» Challenge
Return, character for character, the lines from the one bearing "task | one point per instance, each pair like [14, 416]" through the end of the material. Omit everything before that line.

--- Start Record excerpts ---

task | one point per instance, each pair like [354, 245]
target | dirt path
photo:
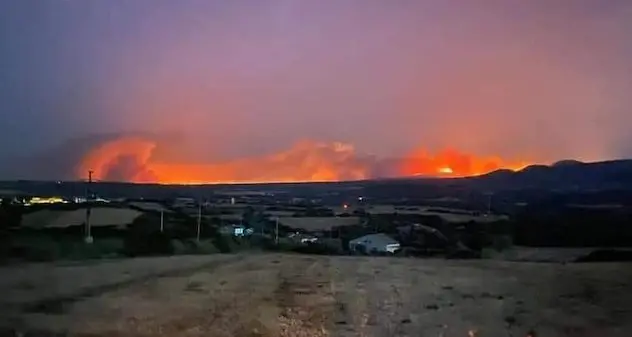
[296, 295]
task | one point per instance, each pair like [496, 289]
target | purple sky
[539, 79]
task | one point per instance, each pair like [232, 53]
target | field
[100, 216]
[300, 295]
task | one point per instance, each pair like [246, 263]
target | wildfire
[452, 163]
[134, 159]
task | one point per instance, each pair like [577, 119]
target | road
[300, 295]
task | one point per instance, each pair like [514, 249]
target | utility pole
[162, 220]
[199, 220]
[489, 203]
[88, 237]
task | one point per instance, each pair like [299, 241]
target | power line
[89, 207]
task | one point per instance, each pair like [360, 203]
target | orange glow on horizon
[452, 163]
[132, 159]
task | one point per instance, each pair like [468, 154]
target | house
[303, 238]
[374, 243]
[236, 230]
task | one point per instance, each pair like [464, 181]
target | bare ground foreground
[299, 295]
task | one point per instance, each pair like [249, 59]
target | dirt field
[299, 295]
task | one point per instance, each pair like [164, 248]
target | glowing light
[134, 159]
[445, 170]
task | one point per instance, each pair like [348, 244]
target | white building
[374, 243]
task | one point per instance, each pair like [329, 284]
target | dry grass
[100, 216]
[292, 295]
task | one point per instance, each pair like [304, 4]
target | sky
[535, 81]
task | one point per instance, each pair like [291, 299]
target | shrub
[138, 243]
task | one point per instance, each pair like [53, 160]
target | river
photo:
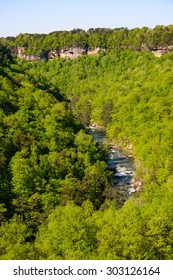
[122, 167]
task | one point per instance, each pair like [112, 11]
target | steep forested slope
[56, 202]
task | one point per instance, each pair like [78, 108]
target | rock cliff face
[71, 52]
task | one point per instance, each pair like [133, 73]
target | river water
[122, 167]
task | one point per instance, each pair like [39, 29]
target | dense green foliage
[119, 38]
[55, 198]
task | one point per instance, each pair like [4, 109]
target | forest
[56, 197]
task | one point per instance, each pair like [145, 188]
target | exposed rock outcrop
[71, 52]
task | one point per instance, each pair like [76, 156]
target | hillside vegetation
[56, 200]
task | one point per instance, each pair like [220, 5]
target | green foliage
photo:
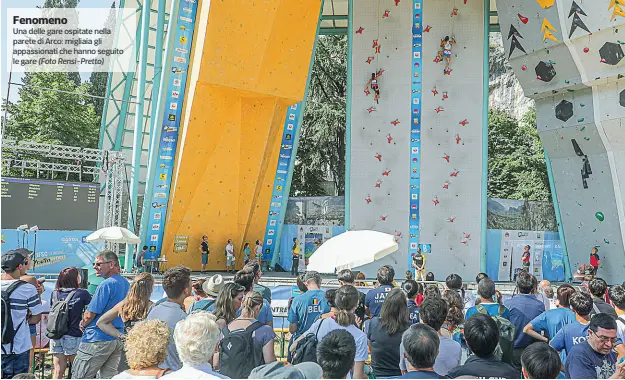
[66, 118]
[321, 151]
[516, 163]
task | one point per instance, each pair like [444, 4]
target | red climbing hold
[523, 19]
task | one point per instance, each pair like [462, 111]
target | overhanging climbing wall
[568, 56]
[398, 145]
[451, 137]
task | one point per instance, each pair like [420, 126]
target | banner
[54, 250]
[415, 132]
[279, 195]
[171, 124]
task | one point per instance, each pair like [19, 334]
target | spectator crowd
[210, 328]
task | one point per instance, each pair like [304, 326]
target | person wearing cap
[212, 286]
[26, 308]
[281, 370]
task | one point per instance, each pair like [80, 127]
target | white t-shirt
[229, 249]
[24, 298]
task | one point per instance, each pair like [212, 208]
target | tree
[516, 163]
[321, 152]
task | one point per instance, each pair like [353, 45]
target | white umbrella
[113, 235]
[351, 249]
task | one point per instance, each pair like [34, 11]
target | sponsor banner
[415, 128]
[171, 123]
[279, 195]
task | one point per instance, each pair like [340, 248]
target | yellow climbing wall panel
[252, 66]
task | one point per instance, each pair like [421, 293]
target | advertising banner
[171, 124]
[415, 132]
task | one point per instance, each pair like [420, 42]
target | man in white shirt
[229, 256]
[196, 338]
[26, 309]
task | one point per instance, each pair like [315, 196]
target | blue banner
[171, 123]
[279, 195]
[415, 131]
[54, 250]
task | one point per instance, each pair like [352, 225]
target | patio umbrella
[351, 249]
[119, 235]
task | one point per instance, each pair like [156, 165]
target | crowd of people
[212, 328]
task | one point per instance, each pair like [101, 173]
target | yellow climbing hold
[548, 3]
[547, 28]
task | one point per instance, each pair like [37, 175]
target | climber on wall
[447, 45]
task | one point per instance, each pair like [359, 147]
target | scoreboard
[50, 205]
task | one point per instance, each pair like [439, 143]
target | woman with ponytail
[346, 302]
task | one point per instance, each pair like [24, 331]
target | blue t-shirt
[570, 335]
[109, 293]
[375, 298]
[413, 309]
[585, 363]
[491, 308]
[523, 308]
[306, 308]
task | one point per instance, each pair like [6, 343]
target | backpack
[58, 319]
[306, 350]
[8, 328]
[506, 334]
[239, 354]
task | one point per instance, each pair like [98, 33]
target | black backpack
[306, 350]
[239, 354]
[8, 328]
[58, 319]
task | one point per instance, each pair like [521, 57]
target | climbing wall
[568, 56]
[416, 155]
[451, 137]
[380, 133]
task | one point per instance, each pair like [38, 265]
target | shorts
[67, 345]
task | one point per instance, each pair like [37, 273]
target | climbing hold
[523, 19]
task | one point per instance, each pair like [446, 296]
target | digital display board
[50, 205]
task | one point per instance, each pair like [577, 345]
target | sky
[16, 77]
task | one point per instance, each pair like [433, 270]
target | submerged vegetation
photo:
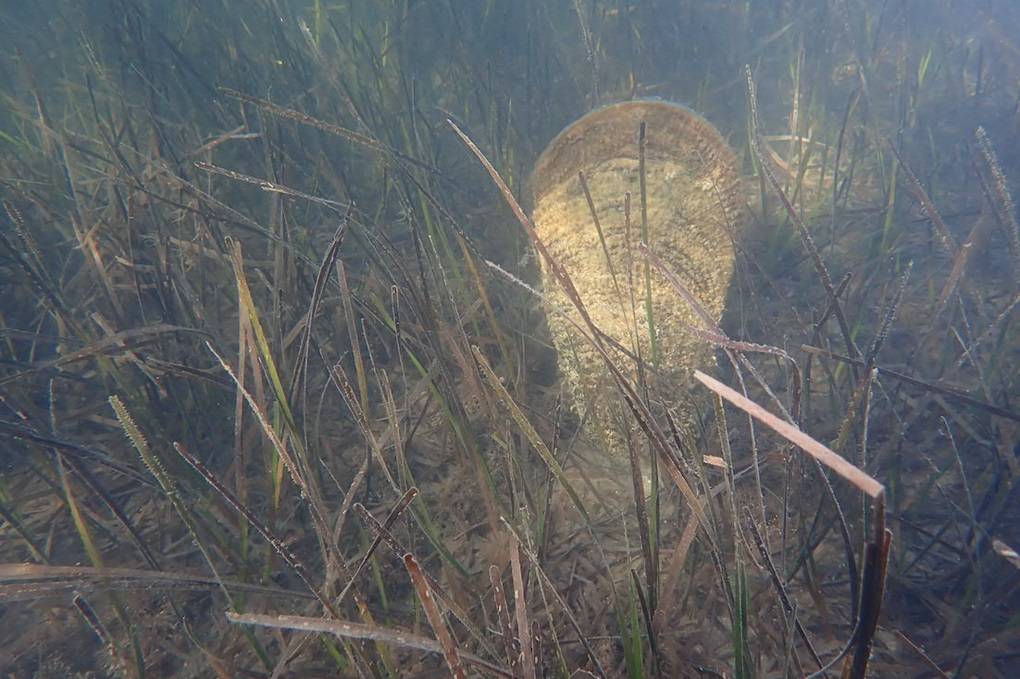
[277, 396]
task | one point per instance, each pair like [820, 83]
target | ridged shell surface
[694, 208]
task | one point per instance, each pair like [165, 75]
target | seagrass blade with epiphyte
[639, 171]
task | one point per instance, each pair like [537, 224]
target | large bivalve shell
[694, 207]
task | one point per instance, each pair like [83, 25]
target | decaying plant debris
[278, 395]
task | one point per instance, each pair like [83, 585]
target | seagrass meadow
[313, 365]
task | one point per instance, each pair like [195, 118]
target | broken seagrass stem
[656, 172]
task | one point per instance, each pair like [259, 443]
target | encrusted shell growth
[694, 206]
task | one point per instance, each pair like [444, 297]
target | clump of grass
[256, 242]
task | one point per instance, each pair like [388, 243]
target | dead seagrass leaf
[693, 207]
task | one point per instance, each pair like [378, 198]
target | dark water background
[143, 142]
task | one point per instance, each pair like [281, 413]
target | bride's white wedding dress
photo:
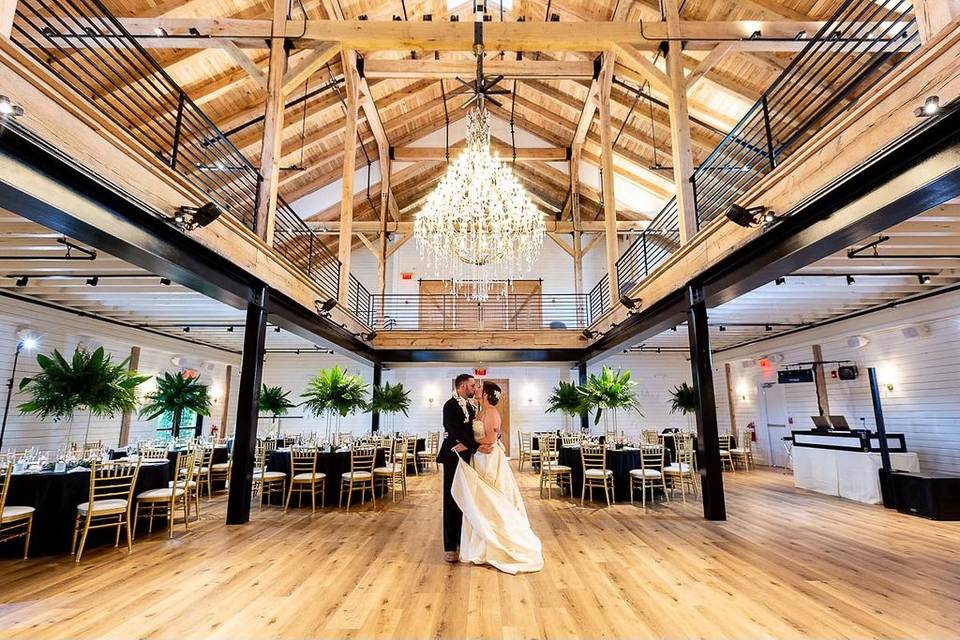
[496, 530]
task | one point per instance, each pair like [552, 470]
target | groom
[459, 442]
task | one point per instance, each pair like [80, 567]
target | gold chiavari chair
[595, 472]
[650, 473]
[15, 522]
[429, 454]
[743, 452]
[108, 504]
[551, 471]
[726, 458]
[360, 476]
[304, 477]
[683, 471]
[164, 502]
[266, 483]
[393, 475]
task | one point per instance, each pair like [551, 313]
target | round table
[333, 464]
[620, 461]
[55, 497]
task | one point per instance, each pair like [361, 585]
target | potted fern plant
[335, 394]
[390, 400]
[89, 380]
[611, 391]
[568, 400]
[274, 402]
[176, 394]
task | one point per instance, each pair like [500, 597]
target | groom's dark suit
[459, 428]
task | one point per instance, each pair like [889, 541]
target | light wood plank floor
[786, 564]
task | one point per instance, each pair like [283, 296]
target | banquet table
[333, 464]
[55, 497]
[620, 461]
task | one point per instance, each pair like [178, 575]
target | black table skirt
[333, 464]
[55, 497]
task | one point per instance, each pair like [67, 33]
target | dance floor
[786, 564]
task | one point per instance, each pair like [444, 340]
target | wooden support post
[271, 149]
[680, 128]
[225, 409]
[823, 402]
[606, 162]
[127, 416]
[708, 440]
[933, 16]
[245, 434]
[345, 244]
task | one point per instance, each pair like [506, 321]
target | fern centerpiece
[176, 394]
[335, 394]
[89, 380]
[568, 400]
[612, 391]
[391, 400]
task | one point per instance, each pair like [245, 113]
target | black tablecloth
[620, 461]
[333, 464]
[55, 497]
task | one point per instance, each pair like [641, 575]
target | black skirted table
[333, 464]
[55, 497]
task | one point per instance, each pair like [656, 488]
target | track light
[931, 107]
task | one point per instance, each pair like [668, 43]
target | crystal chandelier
[478, 229]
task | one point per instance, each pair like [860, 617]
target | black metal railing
[89, 50]
[861, 43]
[513, 311]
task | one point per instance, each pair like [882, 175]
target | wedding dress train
[496, 530]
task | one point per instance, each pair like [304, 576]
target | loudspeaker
[927, 494]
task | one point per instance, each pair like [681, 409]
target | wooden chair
[304, 477]
[266, 483]
[551, 471]
[164, 501]
[15, 522]
[108, 504]
[726, 459]
[650, 473]
[393, 475]
[360, 476]
[429, 454]
[743, 452]
[684, 470]
[595, 472]
[527, 452]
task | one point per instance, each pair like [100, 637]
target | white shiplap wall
[924, 371]
[65, 331]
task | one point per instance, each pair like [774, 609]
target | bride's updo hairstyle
[491, 391]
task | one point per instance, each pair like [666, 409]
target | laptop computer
[819, 422]
[839, 423]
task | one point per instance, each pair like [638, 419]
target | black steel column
[708, 442]
[245, 432]
[375, 415]
[582, 380]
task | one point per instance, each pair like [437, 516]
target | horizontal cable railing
[862, 42]
[86, 47]
[516, 311]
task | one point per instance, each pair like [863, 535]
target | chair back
[303, 460]
[113, 481]
[651, 456]
[362, 457]
[593, 456]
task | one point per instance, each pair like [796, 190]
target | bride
[495, 526]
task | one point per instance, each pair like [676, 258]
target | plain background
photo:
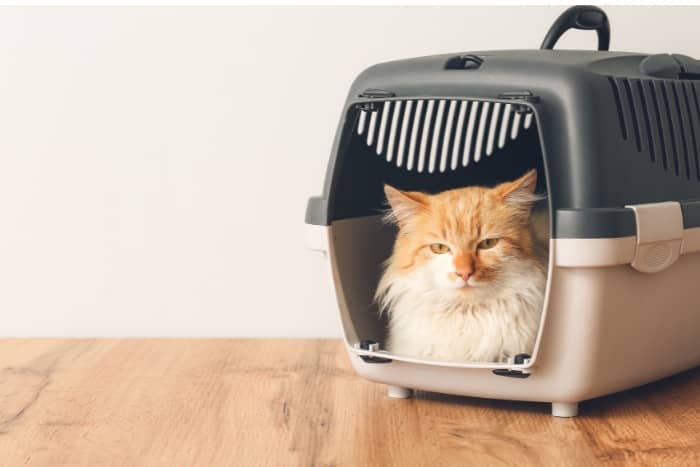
[156, 161]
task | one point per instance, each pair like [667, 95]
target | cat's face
[468, 240]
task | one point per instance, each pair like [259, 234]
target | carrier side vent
[435, 135]
[661, 117]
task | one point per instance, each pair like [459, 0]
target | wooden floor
[297, 402]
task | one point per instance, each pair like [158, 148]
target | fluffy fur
[433, 311]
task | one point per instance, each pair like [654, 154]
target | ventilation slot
[433, 135]
[694, 110]
[662, 118]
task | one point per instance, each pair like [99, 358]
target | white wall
[155, 162]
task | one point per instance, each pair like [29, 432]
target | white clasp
[659, 235]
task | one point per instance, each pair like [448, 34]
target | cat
[467, 276]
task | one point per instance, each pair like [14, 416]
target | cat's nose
[465, 273]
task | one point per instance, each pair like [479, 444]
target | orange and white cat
[465, 281]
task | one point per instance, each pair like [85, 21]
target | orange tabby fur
[468, 304]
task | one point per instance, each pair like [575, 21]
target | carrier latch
[520, 96]
[659, 235]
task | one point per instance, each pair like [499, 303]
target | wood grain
[297, 402]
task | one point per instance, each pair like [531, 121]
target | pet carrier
[616, 139]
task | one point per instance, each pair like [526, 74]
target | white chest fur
[435, 325]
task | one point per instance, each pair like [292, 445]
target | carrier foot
[564, 409]
[397, 392]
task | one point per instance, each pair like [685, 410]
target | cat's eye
[487, 243]
[439, 248]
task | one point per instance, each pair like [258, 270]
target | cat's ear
[521, 191]
[404, 204]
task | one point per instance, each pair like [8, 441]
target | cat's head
[469, 240]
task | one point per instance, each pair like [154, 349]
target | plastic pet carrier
[615, 138]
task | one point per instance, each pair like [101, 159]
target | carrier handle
[580, 17]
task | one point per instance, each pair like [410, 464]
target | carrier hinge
[520, 359]
[522, 96]
[372, 346]
[372, 93]
[659, 235]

--- End Record excerpts ---

» Answer for this exercise
task | one point per instance, each pair like [14, 416]
target | cat's nose
[465, 273]
task | one point per instance, each pair like [479, 444]
target | orange and white cat
[465, 281]
task | one point per instance, each pair like [85, 21]
target | orange tabby fur
[468, 304]
task | one point per instance, each pair like [575, 21]
target | carrier latch
[520, 96]
[659, 235]
task | one point per instance, each pair like [499, 303]
target | wood grain
[297, 402]
task | one point per instance, each pair like [531, 121]
target | pet carrier
[616, 139]
task | one point per instance, each pair like [526, 74]
target | white chest fur
[435, 325]
task | one point per instance, each pair like [292, 445]
target | carrier foot
[564, 409]
[397, 392]
task | one point per instance, each pair like [685, 410]
target | cat's eye
[487, 243]
[439, 248]
task | one point per instance, each pair like [258, 270]
target | cat's ear
[521, 191]
[404, 204]
task | one point per instance, each pair like [8, 441]
target | cat's head
[469, 240]
task | one point per instance, each pair like [154, 349]
target | plastic pet carrier
[615, 138]
task | one point per instance, each pair like [101, 159]
target | carrier handle
[580, 17]
task | one point per instance, each pair like [410, 464]
target | carrier hinge
[520, 359]
[522, 96]
[372, 346]
[372, 93]
[659, 235]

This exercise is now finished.